Claramente el Señor prepara su entrada a Jerusalén. El texto nos da a entender que Jesús es consciente del significativo modo en que entrará a la Ciudad de David; así mismo, podemos suponer que  comprende el simbolismo que hay en el gesto de entrar montado sobre un asno. La referencia a la profecía de Zacarías  es inevitable: «¡Alégrate mucho, hija de Sión! ¡Grita de júbilo, hija de Jerusalén! Mira que tu Rey viene hacia ti; él es justo y victorioso, es humilde y está montado sobre un asno, sobre la cría de un asna.» (Zac 9, 9).

Sin embargo, me pregunto si los discípulos comprendieron la verdadera profundidad y alcance de este gesto de Jesús.

«Entonces le llevaron el asno, pusieron sus mantos sobre él y Jesús se montó»

Se nos dice que los discípulos obraron tal «como Jesús les había dicho» (Mc 11, 6) y que «entonces le llevaron el asno, pusieron sus mantos sobre él y Jesús se montó» (Mc 11, 7). También es probable que los mismos discípulos se hayan unido a los muchos que «extendían sus mantos sobre el camino» o a los que lo «cubrían con ramas que cortaban en el campo» (cf. Mc 11, 8).

▶ _Tarea pedida 1_
Cuenta las líneas de los registros que contienen la palabra "conifer". Responde solo con el número.

▶ _Registros para procesar_

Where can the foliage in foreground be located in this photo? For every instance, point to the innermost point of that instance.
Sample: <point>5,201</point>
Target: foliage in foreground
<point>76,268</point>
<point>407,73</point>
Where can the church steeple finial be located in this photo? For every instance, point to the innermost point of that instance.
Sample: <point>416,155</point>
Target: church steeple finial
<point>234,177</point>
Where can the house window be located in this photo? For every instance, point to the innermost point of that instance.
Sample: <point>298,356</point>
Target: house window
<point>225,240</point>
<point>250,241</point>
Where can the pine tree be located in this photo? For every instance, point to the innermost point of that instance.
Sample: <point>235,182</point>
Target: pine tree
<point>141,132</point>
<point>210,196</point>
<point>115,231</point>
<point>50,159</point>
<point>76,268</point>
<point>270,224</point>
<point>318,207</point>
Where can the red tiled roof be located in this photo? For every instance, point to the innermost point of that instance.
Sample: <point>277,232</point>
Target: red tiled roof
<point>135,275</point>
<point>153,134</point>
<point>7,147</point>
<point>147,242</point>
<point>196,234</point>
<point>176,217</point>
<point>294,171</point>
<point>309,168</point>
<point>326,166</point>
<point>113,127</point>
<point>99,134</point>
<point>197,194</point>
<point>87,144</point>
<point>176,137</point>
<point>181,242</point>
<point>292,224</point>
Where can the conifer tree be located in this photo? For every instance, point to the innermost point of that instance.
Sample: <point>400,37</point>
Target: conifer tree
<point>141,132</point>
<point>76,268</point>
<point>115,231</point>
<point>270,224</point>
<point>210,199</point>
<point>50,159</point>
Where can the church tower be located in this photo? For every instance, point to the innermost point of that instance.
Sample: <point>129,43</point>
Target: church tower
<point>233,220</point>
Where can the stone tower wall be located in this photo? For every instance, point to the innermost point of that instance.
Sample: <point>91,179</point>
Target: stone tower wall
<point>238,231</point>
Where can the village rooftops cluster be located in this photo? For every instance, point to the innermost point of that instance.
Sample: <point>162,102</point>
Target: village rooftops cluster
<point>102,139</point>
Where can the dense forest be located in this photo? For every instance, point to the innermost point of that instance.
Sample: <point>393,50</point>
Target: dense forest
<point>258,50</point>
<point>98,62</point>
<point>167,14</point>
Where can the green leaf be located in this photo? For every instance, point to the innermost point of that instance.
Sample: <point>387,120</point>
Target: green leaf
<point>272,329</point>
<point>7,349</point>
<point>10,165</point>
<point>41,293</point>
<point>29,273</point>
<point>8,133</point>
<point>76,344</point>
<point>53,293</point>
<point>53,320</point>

▶ _Tarea pedida 2_
Responde estas preguntas sobre el pasaje de la entrada a Jerusalén:
(a) ¿De qué profeta se cita una profecía?
(b) ¿Qué pusieron los discípulos sobre el asno antes de que Jesús se montara?
(c) Según la cita de Mc 11, 8, ¿con qué cubrían el camino algunos de los presentes?

▶ _Respuesta completa 1_
2

▶ _Respuesta completa 2_
(a) De Zacarías.
(b) Sus mantos.
(c) Con ramas que cortaban en el campo.